╭─ Data to use

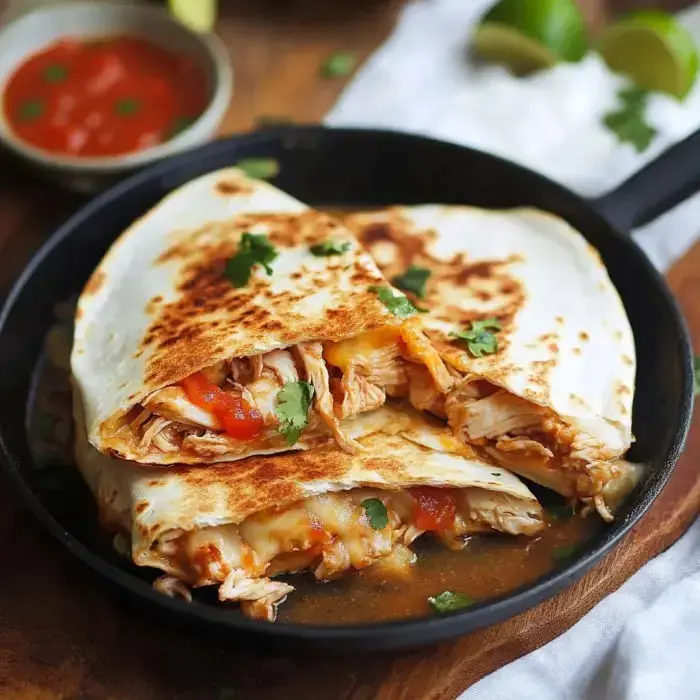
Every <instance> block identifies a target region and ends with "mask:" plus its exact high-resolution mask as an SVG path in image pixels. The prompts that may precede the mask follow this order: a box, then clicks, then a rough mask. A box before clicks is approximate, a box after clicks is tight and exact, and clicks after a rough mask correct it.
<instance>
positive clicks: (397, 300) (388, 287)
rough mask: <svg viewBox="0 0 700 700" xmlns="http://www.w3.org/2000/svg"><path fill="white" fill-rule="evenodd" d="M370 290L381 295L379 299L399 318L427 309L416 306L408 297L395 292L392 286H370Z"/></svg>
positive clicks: (422, 311)
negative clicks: (416, 311)
mask: <svg viewBox="0 0 700 700" xmlns="http://www.w3.org/2000/svg"><path fill="white" fill-rule="evenodd" d="M369 291H370V292H375V293H376V295H377V296H378V297H379V301H381V302H382V304H384V306H386V308H387V309H389V311H391V313H392V314H394V316H398V317H399V318H405V317H406V316H412V315H413V314H414V313H416V311H420V312H421V313H425V312H426V310H425V309H419V308H417V307H415V306H414V305H413V304H412V303H411V300H410V299H409V298H408V297H405V296H403V294H394V290H393V289H392V288H391V287H377V286H374V287H370V288H369Z"/></svg>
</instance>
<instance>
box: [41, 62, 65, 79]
mask: <svg viewBox="0 0 700 700" xmlns="http://www.w3.org/2000/svg"><path fill="white" fill-rule="evenodd" d="M42 76H43V78H44V80H45V81H46V82H47V83H60V82H62V81H64V80H65V79H66V78H67V77H68V69H67V68H66V67H65V66H63V65H61V64H60V63H52V64H51V65H50V66H46V68H44V70H43V71H42Z"/></svg>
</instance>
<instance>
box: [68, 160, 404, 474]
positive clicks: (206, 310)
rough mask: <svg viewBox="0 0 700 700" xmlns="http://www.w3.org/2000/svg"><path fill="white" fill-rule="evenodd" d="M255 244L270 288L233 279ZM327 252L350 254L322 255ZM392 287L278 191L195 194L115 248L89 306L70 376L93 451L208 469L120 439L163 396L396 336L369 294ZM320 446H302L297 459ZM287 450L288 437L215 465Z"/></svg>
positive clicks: (227, 454)
mask: <svg viewBox="0 0 700 700" xmlns="http://www.w3.org/2000/svg"><path fill="white" fill-rule="evenodd" d="M244 232H247V233H252V234H265V235H267V236H268V238H269V240H270V242H271V243H272V244H273V245H274V246H275V248H276V249H277V252H278V254H279V255H278V258H277V259H276V260H275V261H274V262H273V264H272V266H273V269H274V272H273V274H272V275H271V276H267V275H266V274H265V272H264V271H263V270H262V269H261V268H260V266H259V265H256V266H255V268H254V270H253V273H252V276H251V279H250V281H249V283H248V284H247V285H246V286H245V287H243V288H240V289H236V288H234V287H233V286H232V285H231V283H230V281H229V280H228V279H227V278H226V276H225V274H224V269H225V266H226V263H227V261H228V260H229V259H230V258H231V257H232V256H233V255H234V254H235V253H236V252H237V251H238V248H239V244H240V240H241V236H242V234H243V233H244ZM328 239H332V240H333V241H336V242H339V243H342V244H344V245H345V246H346V247H347V250H345V251H344V252H343V253H342V254H341V255H334V256H329V257H316V256H314V255H313V254H312V253H311V252H310V250H309V248H310V246H312V245H314V244H317V243H320V242H322V241H325V240H328ZM382 284H385V282H384V279H383V277H382V276H381V274H380V273H379V271H378V269H377V267H376V265H375V264H374V262H373V261H372V260H371V258H370V257H369V255H368V254H367V253H366V252H365V251H364V250H363V249H362V248H361V247H360V246H359V245H358V244H357V242H356V240H355V239H354V238H353V236H352V235H351V234H350V233H349V232H348V231H347V229H345V228H344V227H343V226H342V225H340V224H339V223H338V222H336V221H334V220H333V219H331V218H330V217H328V216H326V215H324V214H321V213H319V212H316V211H313V210H311V209H309V208H308V207H307V206H306V205H304V204H302V203H301V202H299V201H297V200H295V199H294V198H293V197H290V196H289V195H287V194H285V193H283V192H281V191H279V190H277V189H276V188H274V187H273V186H271V185H269V184H267V183H265V182H261V181H256V180H251V179H249V178H247V177H246V176H245V175H244V174H243V173H242V172H240V171H239V170H236V169H234V168H228V169H225V170H220V171H217V172H213V173H209V174H208V175H204V176H202V177H200V178H198V179H196V180H193V181H191V182H189V183H187V184H186V185H184V186H182V187H181V188H179V189H177V190H175V191H174V192H172V193H171V194H170V195H168V196H167V197H166V198H165V199H164V200H163V201H162V202H160V203H159V204H158V205H157V206H155V207H154V208H153V209H152V210H151V211H149V212H148V213H147V214H145V215H144V216H143V217H142V218H141V219H139V220H138V221H136V222H135V223H134V224H133V225H132V226H131V227H130V228H129V229H128V230H127V231H125V232H124V233H123V234H122V235H121V236H120V237H119V238H118V239H117V241H116V242H115V243H114V244H113V245H112V247H111V248H110V249H109V251H108V252H107V254H106V255H105V257H104V258H103V259H102V261H101V262H100V263H99V265H98V266H97V268H96V269H95V271H94V273H93V274H92V276H91V278H90V280H89V281H88V283H87V284H86V286H85V288H84V289H83V292H82V294H81V296H80V299H79V302H78V307H77V312H76V320H75V336H74V345H73V352H72V356H71V367H72V372H73V375H74V377H75V380H76V383H77V386H78V388H79V390H80V392H81V395H82V400H83V402H84V405H85V417H86V425H87V431H88V438H89V440H90V442H91V443H92V444H93V445H94V446H95V447H97V448H98V449H99V450H100V451H102V452H104V453H110V454H113V455H115V456H118V457H122V458H124V459H130V460H135V461H141V462H154V463H161V464H169V463H177V462H183V461H184V462H202V461H207V459H206V458H203V457H201V456H197V455H186V454H180V453H177V452H174V453H170V454H157V453H154V452H153V451H152V450H150V448H148V447H144V446H143V445H140V444H139V441H138V440H136V439H135V438H133V436H131V435H127V436H126V437H124V436H121V437H120V436H119V433H120V428H121V427H122V421H123V420H126V418H125V417H126V416H127V414H128V412H129V411H130V410H131V409H132V408H133V407H135V406H137V405H138V404H139V403H140V402H141V401H142V400H143V399H144V398H145V397H147V396H149V395H151V394H152V393H153V392H155V391H156V390H159V389H162V388H163V387H167V386H170V385H174V384H177V383H178V382H180V381H181V380H182V379H184V378H185V377H188V376H189V375H191V374H193V373H195V372H198V371H199V370H202V369H203V368H205V367H209V366H212V365H215V364H216V363H220V362H223V361H227V360H229V359H230V358H246V357H250V356H254V355H260V354H262V353H266V352H269V351H272V350H275V349H278V348H288V347H290V346H292V345H294V344H296V343H300V342H305V341H313V340H340V339H343V338H348V337H352V336H354V335H357V334H360V333H364V332H366V331H372V330H374V329H378V328H382V327H385V326H392V325H397V324H398V323H399V320H398V319H397V318H396V317H395V316H394V315H393V314H392V313H391V312H390V311H389V310H387V308H386V307H385V306H384V304H382V303H381V301H380V300H379V299H378V297H377V294H376V293H374V292H372V291H370V288H371V287H372V286H374V285H382ZM121 432H124V431H121ZM309 444H314V443H313V441H311V442H309V441H308V440H307V441H306V442H305V441H304V439H302V440H301V441H300V442H299V444H297V445H296V447H297V448H301V447H307V446H309ZM288 448H289V445H288V444H287V443H286V442H285V440H284V438H283V437H281V436H279V437H278V438H277V439H276V441H274V442H273V444H270V445H267V444H263V445H251V446H250V448H248V447H246V446H243V447H242V448H241V449H239V450H238V452H237V453H236V454H228V453H226V452H224V453H223V454H216V455H209V456H210V457H211V459H210V460H209V461H213V460H214V459H218V460H226V459H229V458H241V457H245V456H247V455H248V454H251V453H265V452H276V451H277V452H278V451H281V450H285V449H288Z"/></svg>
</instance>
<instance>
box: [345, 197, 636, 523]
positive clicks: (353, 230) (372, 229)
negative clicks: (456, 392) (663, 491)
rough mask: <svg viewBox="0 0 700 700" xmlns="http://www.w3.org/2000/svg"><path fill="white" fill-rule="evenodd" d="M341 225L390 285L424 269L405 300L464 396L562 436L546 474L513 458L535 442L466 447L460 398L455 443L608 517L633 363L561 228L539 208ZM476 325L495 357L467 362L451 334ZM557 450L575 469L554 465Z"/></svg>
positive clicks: (559, 457)
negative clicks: (500, 401)
mask: <svg viewBox="0 0 700 700" xmlns="http://www.w3.org/2000/svg"><path fill="white" fill-rule="evenodd" d="M345 223H346V224H347V225H348V226H349V228H351V229H352V230H353V232H354V233H355V234H356V235H357V236H358V238H359V239H360V240H361V241H362V243H363V244H364V245H365V247H366V248H367V249H368V250H369V252H370V253H371V255H372V256H373V258H374V259H375V261H376V262H377V264H378V265H379V267H380V269H381V270H382V272H383V273H384V274H385V276H386V277H387V278H388V279H390V280H391V279H393V278H394V277H395V276H396V275H400V274H403V273H404V272H405V271H406V270H407V269H408V267H409V266H410V265H415V266H417V267H422V268H427V269H429V270H430V272H431V275H430V277H429V279H428V281H427V285H426V293H425V296H424V298H417V297H415V296H413V295H411V294H409V297H411V298H412V299H413V300H414V301H415V302H416V303H417V304H418V305H420V306H422V307H424V308H425V309H427V313H426V314H425V315H424V316H423V317H422V322H423V324H424V327H425V328H426V329H427V330H426V332H427V334H428V336H429V337H430V339H431V341H432V343H433V345H434V347H435V348H437V349H438V352H439V354H440V357H441V358H442V359H443V361H444V362H445V363H446V364H448V365H449V366H450V367H451V368H453V369H454V370H456V371H457V372H458V373H460V374H461V375H462V376H463V378H464V379H463V380H462V382H461V386H462V387H466V388H471V387H477V386H481V387H482V388H483V384H482V385H477V384H476V382H479V381H482V382H483V381H486V382H488V385H489V387H490V389H489V390H488V391H487V392H486V394H482V396H483V397H484V398H488V394H489V392H491V393H493V392H494V391H495V392H496V393H497V399H501V400H503V401H504V402H510V404H511V408H512V409H513V410H514V411H515V410H516V409H517V410H518V411H526V410H528V407H529V409H530V410H534V411H537V413H538V415H539V421H540V422H539V423H538V424H536V425H533V426H528V429H529V430H530V431H531V433H532V434H540V435H541V434H542V432H546V431H549V433H550V435H551V434H553V433H554V432H556V433H557V436H558V437H557V439H556V441H555V442H556V445H555V447H556V449H554V447H553V446H552V445H551V444H550V445H548V447H550V448H552V450H553V451H554V455H553V456H552V457H551V458H547V459H546V460H544V461H543V459H540V458H539V456H537V455H535V456H533V455H532V454H529V453H528V452H527V450H525V449H520V450H518V449H515V448H516V447H517V446H516V444H515V443H514V442H513V441H514V440H516V439H518V438H530V437H532V435H531V434H529V433H528V430H522V431H520V432H518V433H516V434H510V433H508V431H504V433H503V434H505V437H506V440H501V441H500V444H496V442H497V441H496V439H495V438H497V437H499V435H501V433H499V431H498V426H497V425H495V426H494V427H493V429H492V431H488V430H484V431H482V432H483V434H478V435H476V436H475V435H474V434H472V435H471V437H470V432H469V428H468V427H467V428H465V425H464V423H465V422H466V421H464V413H465V409H464V406H471V405H472V404H471V403H470V402H471V401H472V399H473V398H474V397H473V396H469V395H468V394H469V392H468V391H465V392H464V397H463V398H461V399H459V401H461V404H460V406H457V407H456V408H457V409H459V410H461V411H462V417H461V418H460V417H459V416H456V414H453V415H448V416H447V417H448V420H449V421H450V424H451V425H452V426H453V428H454V429H455V431H456V432H457V433H460V432H461V434H462V436H463V437H464V438H465V439H466V440H467V441H472V442H474V444H476V445H479V446H480V449H481V448H483V449H485V450H487V451H488V453H489V455H490V456H491V457H492V458H495V459H497V460H498V461H499V462H500V463H501V464H503V465H504V466H507V467H508V468H509V469H511V470H512V471H515V472H517V473H520V474H522V475H524V476H526V477H527V478H530V479H532V480H534V481H537V482H539V483H541V484H542V485H545V486H548V487H550V488H554V489H555V490H557V491H559V492H560V493H562V494H563V495H565V496H576V497H579V498H582V499H584V500H585V499H587V498H591V497H593V498H597V499H598V500H597V502H596V505H597V506H598V507H599V510H601V514H603V515H604V517H608V516H609V513H606V512H605V511H606V508H605V504H604V503H603V502H602V501H600V499H599V496H600V494H601V493H602V492H603V491H604V487H605V484H606V483H607V482H608V481H609V480H610V479H611V478H615V476H616V472H615V471H614V470H613V469H611V468H610V465H611V464H612V460H615V459H617V458H619V457H620V456H621V455H623V454H624V453H625V451H626V450H627V449H628V448H629V446H630V444H631V442H632V439H633V438H632V402H633V397H634V382H635V364H636V358H635V346H634V338H633V335H632V330H631V327H630V324H629V321H628V319H627V316H626V314H625V310H624V307H623V305H622V302H621V300H620V298H619V295H618V294H617V291H616V289H615V287H614V285H613V284H612V282H611V280H610V278H609V276H608V274H607V271H606V269H605V266H604V264H603V262H602V261H601V258H600V256H599V254H598V252H597V251H596V250H595V249H594V248H593V247H592V246H591V245H590V244H588V242H587V241H586V240H585V239H584V238H583V236H582V235H581V234H580V233H578V232H577V231H575V230H574V229H573V228H572V227H571V226H570V225H569V224H567V223H566V222H565V221H564V220H562V219H560V218H558V217H556V216H553V215H551V214H548V213H545V212H541V211H538V210H535V209H514V210H510V211H489V210H482V209H476V208H472V207H464V206H445V205H424V206H416V207H393V208H390V209H387V210H383V211H378V212H365V213H360V214H356V215H352V216H349V217H346V218H345ZM485 319H496V320H498V322H499V323H500V325H501V330H499V331H497V332H496V336H497V340H498V349H497V351H496V352H495V353H493V354H486V355H484V356H482V357H476V356H474V354H473V353H472V352H470V351H468V349H467V346H466V345H465V343H464V342H463V341H460V340H457V339H456V338H455V337H454V336H453V335H452V334H453V333H454V332H458V331H463V330H468V329H470V328H471V324H472V322H473V321H475V320H485ZM457 386H458V387H459V386H460V383H459V382H458V385H457ZM498 390H501V391H500V392H499V391H498ZM513 397H517V398H516V399H513ZM457 398H458V397H457ZM450 401H451V399H450V397H449V396H448V398H447V400H446V405H447V406H448V407H449V406H452V407H453V408H455V403H456V402H455V401H452V403H450ZM492 403H493V406H492V407H491V408H490V409H489V410H490V411H491V413H492V414H493V415H494V416H495V417H497V415H496V409H498V405H496V402H495V401H493V400H492ZM501 405H502V406H505V404H501ZM537 407H539V408H537ZM506 408H507V406H506ZM467 410H472V409H471V408H469V409H467ZM447 413H448V414H449V413H450V411H449V409H448V410H447ZM457 413H459V411H457ZM455 416H456V417H455ZM494 420H495V418H494ZM467 425H468V424H467ZM542 425H546V426H548V427H547V428H542ZM472 433H474V431H473V430H472ZM499 439H500V438H499ZM535 439H538V438H537V435H535ZM523 444H524V443H523ZM530 444H531V445H532V443H530ZM572 446H573V447H572ZM505 448H508V449H509V450H510V451H506V449H505ZM567 449H570V452H571V454H573V453H574V452H576V454H577V455H578V454H580V455H582V456H581V458H580V459H579V457H578V456H577V457H576V458H575V459H571V460H570V462H569V463H567V464H564V466H562V464H563V461H564V460H567V459H568V458H569V456H570V454H569V452H568V451H567ZM581 477H583V478H581ZM608 490H609V491H610V489H608Z"/></svg>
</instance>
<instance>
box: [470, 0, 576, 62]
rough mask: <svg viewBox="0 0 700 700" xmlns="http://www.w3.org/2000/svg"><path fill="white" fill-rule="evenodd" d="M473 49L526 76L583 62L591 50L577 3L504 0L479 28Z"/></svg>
mask: <svg viewBox="0 0 700 700" xmlns="http://www.w3.org/2000/svg"><path fill="white" fill-rule="evenodd" d="M472 49H473V51H474V53H475V55H476V56H478V57H479V58H482V59H483V60H485V61H491V62H493V63H504V64H506V65H507V66H508V67H509V68H510V69H511V70H512V71H513V72H514V73H515V74H517V75H524V74H526V73H531V72H532V71H535V70H539V69H540V68H547V67H548V66H552V65H554V64H555V63H558V62H559V61H578V60H580V59H581V58H582V57H583V56H584V54H585V53H586V50H587V49H588V39H587V35H586V25H585V22H584V19H583V15H582V14H581V11H580V9H579V7H578V5H577V4H576V2H575V1H574V0H501V2H499V3H498V4H497V5H496V6H495V7H494V8H493V9H491V10H490V11H489V12H488V13H487V14H486V15H485V16H484V17H483V18H482V20H481V23H480V24H479V25H478V26H477V28H476V31H475V32H474V36H473V44H472Z"/></svg>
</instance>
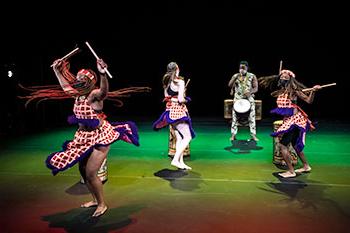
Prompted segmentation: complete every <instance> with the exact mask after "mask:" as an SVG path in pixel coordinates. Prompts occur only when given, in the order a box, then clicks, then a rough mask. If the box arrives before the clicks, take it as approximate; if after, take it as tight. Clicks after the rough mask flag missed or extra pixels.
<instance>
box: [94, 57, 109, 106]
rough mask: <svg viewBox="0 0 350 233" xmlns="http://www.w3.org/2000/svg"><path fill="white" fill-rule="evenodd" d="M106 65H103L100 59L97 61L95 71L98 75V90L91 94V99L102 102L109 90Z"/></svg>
mask: <svg viewBox="0 0 350 233" xmlns="http://www.w3.org/2000/svg"><path fill="white" fill-rule="evenodd" d="M105 68H107V64H106V63H104V61H103V60H102V59H98V60H97V69H98V71H99V73H100V88H99V89H96V90H94V91H92V92H91V95H92V96H91V97H92V98H96V99H98V100H99V101H101V100H104V99H105V98H107V95H108V90H109V83H108V79H107V74H106V69H105Z"/></svg>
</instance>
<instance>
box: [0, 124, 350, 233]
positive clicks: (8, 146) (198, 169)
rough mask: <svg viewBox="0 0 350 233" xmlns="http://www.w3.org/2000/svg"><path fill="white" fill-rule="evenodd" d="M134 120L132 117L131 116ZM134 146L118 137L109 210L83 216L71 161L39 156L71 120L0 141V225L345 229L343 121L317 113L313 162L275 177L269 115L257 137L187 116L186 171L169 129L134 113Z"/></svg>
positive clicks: (16, 229) (46, 229)
mask: <svg viewBox="0 0 350 233" xmlns="http://www.w3.org/2000/svg"><path fill="white" fill-rule="evenodd" d="M130 120H132V119H130ZM136 123H137V125H138V127H139V134H140V144H141V145H140V147H135V146H133V145H130V144H127V143H124V142H121V141H119V142H116V143H115V144H113V145H112V147H111V150H110V153H109V157H108V181H107V182H106V183H105V184H104V193H105V198H106V202H107V204H108V206H109V210H108V211H107V212H106V213H105V214H104V215H103V216H101V217H100V218H97V219H94V218H91V217H89V216H90V215H91V214H92V213H93V211H94V208H90V209H83V208H79V206H80V204H81V203H83V202H84V201H88V200H90V196H89V194H88V192H87V190H86V188H85V186H84V185H83V184H80V183H79V180H80V176H79V172H78V168H77V166H74V167H72V168H71V169H70V170H67V171H65V172H62V173H60V174H58V175H57V176H55V177H54V176H52V175H51V173H50V171H49V169H47V168H46V166H45V163H44V162H45V159H46V157H47V156H48V155H49V154H50V153H51V152H54V151H58V150H60V146H61V144H62V143H63V142H64V141H65V140H67V139H71V138H72V136H73V133H74V130H75V128H74V127H71V128H64V129H61V128H55V129H47V130H43V131H42V132H40V133H36V134H32V135H26V136H22V137H18V136H17V137H7V138H6V139H4V140H2V142H1V151H0V153H1V155H0V164H1V171H0V208H1V214H0V215H1V217H0V221H1V224H0V225H1V230H0V231H1V232H2V233H19V232H21V233H22V232H26V233H30V232H33V233H34V232H35V233H41V232H55V233H60V232H70V233H73V232H84V233H86V232H98V233H104V232H106V233H107V232H128V233H141V232H149V233H158V232H159V233H173V232H174V233H175V232H186V233H187V232H189V233H195V232H198V233H206V232H208V233H209V232H220V233H223V232H244V233H253V232H269V233H275V232H276V233H277V232H283V233H295V232H308V233H311V232H317V233H323V232H324V233H326V232H327V233H328V232H336V233H343V232H344V233H345V232H349V227H350V223H349V220H350V180H349V177H350V161H349V157H350V151H349V148H350V134H349V131H350V124H349V123H344V122H339V121H334V120H326V119H325V120H321V121H319V124H318V129H317V130H316V131H313V132H310V133H309V134H308V135H307V138H306V147H305V154H306V156H307V158H308V160H309V162H310V164H311V166H312V172H311V173H309V174H302V175H299V176H297V177H296V178H291V179H280V178H278V177H277V176H276V173H277V172H279V171H282V170H281V169H279V168H277V167H276V166H275V165H274V164H273V163H272V157H273V151H272V150H273V140H272V137H270V136H269V134H270V133H271V132H272V128H273V126H272V121H271V120H263V121H259V122H257V131H258V137H259V139H260V141H259V142H258V143H257V145H253V146H252V145H250V144H249V145H248V144H245V143H244V140H245V139H248V138H249V132H248V129H247V128H240V129H239V133H238V135H237V136H238V140H242V141H241V144H236V145H232V144H231V142H230V141H229V137H230V129H229V125H228V123H227V122H226V121H225V120H224V119H196V118H194V119H193V123H194V129H195V131H196V133H197V136H196V138H195V139H194V140H193V141H192V142H191V146H190V150H191V155H190V158H188V159H187V161H186V163H187V164H188V165H189V166H191V167H192V168H193V170H191V171H181V170H176V169H175V168H174V167H172V166H170V159H169V157H168V156H167V149H168V134H169V131H168V130H167V129H164V130H161V131H159V132H155V131H153V130H152V128H151V126H152V122H151V121H148V120H144V121H137V122H136Z"/></svg>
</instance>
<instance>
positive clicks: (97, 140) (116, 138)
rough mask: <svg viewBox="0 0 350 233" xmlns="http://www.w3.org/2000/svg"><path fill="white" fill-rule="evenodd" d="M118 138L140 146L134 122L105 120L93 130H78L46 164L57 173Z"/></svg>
mask: <svg viewBox="0 0 350 233" xmlns="http://www.w3.org/2000/svg"><path fill="white" fill-rule="evenodd" d="M117 140H123V141H125V142H127V143H131V144H134V145H135V146H139V137H138V132H137V127H136V125H135V123H133V122H130V121H128V122H113V123H109V122H108V121H106V120H104V121H103V123H102V125H101V126H100V127H98V128H96V129H94V130H91V131H84V130H77V131H76V133H75V135H74V139H73V140H71V141H66V142H65V143H64V144H63V146H62V150H61V151H59V152H55V153H52V154H50V155H49V156H48V158H47V159H46V166H47V167H48V168H49V169H51V171H52V174H53V175H56V174H57V173H58V172H60V171H64V170H66V169H68V168H70V167H72V166H74V165H75V164H76V163H77V162H79V161H80V160H82V159H84V158H85V157H86V156H89V155H90V154H91V153H92V151H93V150H94V148H96V147H101V146H108V145H110V144H112V143H113V142H115V141H117Z"/></svg>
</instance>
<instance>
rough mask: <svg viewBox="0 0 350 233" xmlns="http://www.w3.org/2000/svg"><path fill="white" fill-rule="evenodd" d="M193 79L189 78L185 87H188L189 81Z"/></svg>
mask: <svg viewBox="0 0 350 233" xmlns="http://www.w3.org/2000/svg"><path fill="white" fill-rule="evenodd" d="M190 81H191V79H188V80H187V82H186V84H185V88H186V87H187V85H188V83H189V82H190Z"/></svg>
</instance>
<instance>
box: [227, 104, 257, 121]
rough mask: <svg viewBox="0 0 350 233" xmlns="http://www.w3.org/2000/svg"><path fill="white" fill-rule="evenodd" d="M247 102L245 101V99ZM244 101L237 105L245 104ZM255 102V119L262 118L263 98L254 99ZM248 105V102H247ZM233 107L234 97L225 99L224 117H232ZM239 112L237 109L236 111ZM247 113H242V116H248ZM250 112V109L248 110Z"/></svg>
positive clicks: (239, 105) (230, 119)
mask: <svg viewBox="0 0 350 233" xmlns="http://www.w3.org/2000/svg"><path fill="white" fill-rule="evenodd" d="M243 102H245V101H243ZM243 102H242V101H241V102H240V103H239V104H236V106H237V107H239V106H243V104H242V103H243ZM254 103H255V120H257V121H258V120H261V118H262V101H261V100H254ZM246 105H247V104H246ZM232 108H233V99H225V100H224V118H225V119H230V120H231V119H232ZM236 112H237V111H236ZM246 114H247V112H246V113H243V114H241V116H246V117H248V115H246ZM248 114H249V111H248Z"/></svg>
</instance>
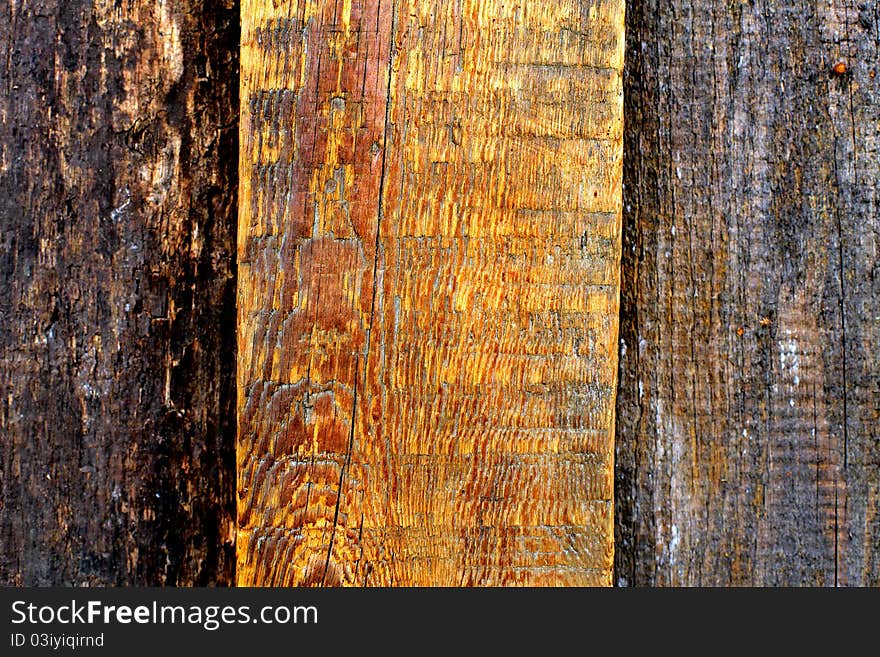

╰─

Pull every line containing "then" out of the data above.

Every <instance> block identifies a target region and ends with "mask:" plus its exact high-resolution mask as an SVG path in image pixels. The prompts that may precede the mask follow this order: a box, then clicks, then a rough mask. A box before clicks is approximate, a box after clicks is tight and exact, and clicks after a rough mask correct it.
Prompted segmentation: complete every <instance> with the exact mask after "mask:" as an SVG path in pixel coordinates. Prompts occur only when given, in the order a box, then clicks, then a rough mask. If the box arrives before the clicks, take it as approximate; if after, take it as tight. Clicks after the rough mask flag missed or extra pixels.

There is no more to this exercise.